Which lines in the items below contain the word "Trace"? Report each of them in full.

——————

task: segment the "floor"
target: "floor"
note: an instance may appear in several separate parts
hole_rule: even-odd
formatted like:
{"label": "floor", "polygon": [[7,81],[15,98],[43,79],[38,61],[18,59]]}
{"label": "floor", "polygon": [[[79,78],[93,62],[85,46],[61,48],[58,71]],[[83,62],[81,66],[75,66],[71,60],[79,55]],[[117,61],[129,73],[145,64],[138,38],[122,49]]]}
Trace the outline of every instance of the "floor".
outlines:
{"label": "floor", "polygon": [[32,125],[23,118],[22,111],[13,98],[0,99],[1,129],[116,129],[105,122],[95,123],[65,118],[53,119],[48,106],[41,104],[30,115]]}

——————

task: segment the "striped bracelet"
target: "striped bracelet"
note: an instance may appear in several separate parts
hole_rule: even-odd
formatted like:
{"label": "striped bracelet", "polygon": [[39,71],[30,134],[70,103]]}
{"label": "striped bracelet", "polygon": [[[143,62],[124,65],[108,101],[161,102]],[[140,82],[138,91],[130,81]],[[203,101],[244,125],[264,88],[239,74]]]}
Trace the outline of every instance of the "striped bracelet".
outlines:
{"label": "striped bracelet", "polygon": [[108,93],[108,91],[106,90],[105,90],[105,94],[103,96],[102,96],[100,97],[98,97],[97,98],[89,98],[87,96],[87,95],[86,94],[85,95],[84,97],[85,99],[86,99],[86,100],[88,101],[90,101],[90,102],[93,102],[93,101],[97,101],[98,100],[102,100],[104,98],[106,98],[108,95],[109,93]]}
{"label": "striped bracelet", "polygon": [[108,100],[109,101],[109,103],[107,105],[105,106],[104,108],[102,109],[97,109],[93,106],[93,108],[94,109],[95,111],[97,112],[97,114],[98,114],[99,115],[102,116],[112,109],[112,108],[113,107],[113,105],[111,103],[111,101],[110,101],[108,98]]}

——————

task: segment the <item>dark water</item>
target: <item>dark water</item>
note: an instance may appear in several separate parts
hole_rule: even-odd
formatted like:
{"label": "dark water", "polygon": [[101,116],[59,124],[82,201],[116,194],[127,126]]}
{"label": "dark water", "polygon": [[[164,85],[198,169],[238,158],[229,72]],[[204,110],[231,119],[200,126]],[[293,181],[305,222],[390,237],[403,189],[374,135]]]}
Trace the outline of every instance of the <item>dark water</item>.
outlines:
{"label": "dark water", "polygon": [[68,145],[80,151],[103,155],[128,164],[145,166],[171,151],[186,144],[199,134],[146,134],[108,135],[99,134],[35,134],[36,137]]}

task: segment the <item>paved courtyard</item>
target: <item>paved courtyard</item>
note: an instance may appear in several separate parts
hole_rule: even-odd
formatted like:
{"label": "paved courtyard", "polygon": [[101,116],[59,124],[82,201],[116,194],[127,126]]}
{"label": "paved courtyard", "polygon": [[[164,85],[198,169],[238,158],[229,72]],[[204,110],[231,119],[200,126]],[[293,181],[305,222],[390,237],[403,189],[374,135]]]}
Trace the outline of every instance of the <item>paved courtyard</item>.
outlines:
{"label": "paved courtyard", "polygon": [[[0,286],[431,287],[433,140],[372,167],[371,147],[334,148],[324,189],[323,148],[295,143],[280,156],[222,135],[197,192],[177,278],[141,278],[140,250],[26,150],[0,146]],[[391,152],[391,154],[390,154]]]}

——————

● EXERCISE RESPONSE
Trace the outline of every instance of the "floor".
Trace the outline of every instance of the "striped bracelet".
Trace the outline of every instance of the <item>dark water</item>.
Trace the outline of every instance of the <item>paved courtyard</item>.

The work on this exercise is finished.